» Exercise directions
List every line in the records below that contains the word "person".

» Items listed in a dataset
==============================

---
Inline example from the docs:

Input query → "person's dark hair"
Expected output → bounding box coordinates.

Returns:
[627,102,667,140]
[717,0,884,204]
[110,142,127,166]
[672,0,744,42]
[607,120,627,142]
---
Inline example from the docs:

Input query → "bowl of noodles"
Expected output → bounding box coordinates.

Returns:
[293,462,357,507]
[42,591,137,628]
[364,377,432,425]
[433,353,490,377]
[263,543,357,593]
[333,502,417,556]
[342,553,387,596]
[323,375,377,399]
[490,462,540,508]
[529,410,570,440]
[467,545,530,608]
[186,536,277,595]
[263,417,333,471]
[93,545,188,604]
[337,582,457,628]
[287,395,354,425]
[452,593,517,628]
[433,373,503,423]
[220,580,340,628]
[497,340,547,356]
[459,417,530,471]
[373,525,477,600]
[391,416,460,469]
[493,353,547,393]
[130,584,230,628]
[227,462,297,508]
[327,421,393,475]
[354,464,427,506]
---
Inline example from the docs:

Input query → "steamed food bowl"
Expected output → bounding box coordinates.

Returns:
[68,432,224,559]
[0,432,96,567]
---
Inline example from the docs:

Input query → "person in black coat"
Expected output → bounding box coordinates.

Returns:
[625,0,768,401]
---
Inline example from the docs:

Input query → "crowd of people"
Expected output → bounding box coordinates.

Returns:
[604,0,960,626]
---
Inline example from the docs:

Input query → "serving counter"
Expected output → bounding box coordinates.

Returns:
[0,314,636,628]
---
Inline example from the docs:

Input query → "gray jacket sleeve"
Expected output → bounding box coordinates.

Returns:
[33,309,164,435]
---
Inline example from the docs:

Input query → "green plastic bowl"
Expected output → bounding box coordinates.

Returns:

==============================

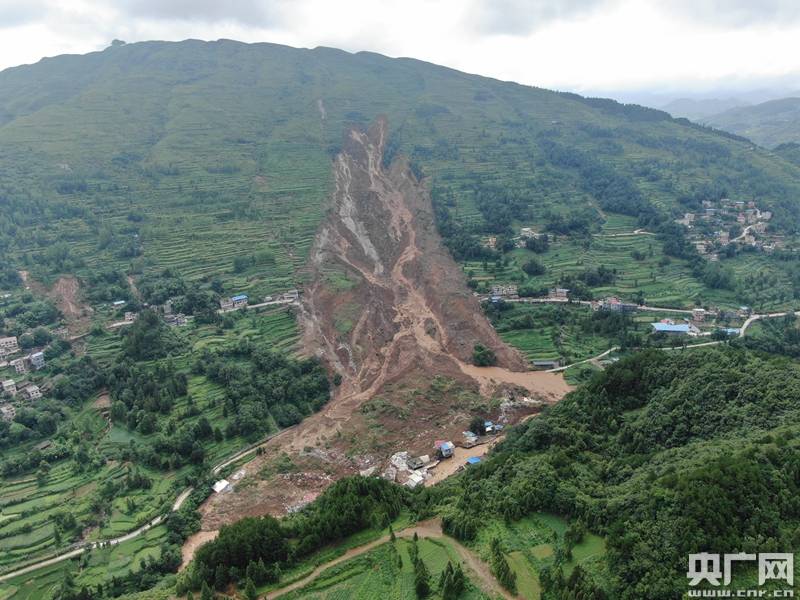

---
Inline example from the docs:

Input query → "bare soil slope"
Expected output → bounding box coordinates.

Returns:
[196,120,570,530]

==============================

» Task output
Input query → "person's dark hair"
Input query → "person in black coat"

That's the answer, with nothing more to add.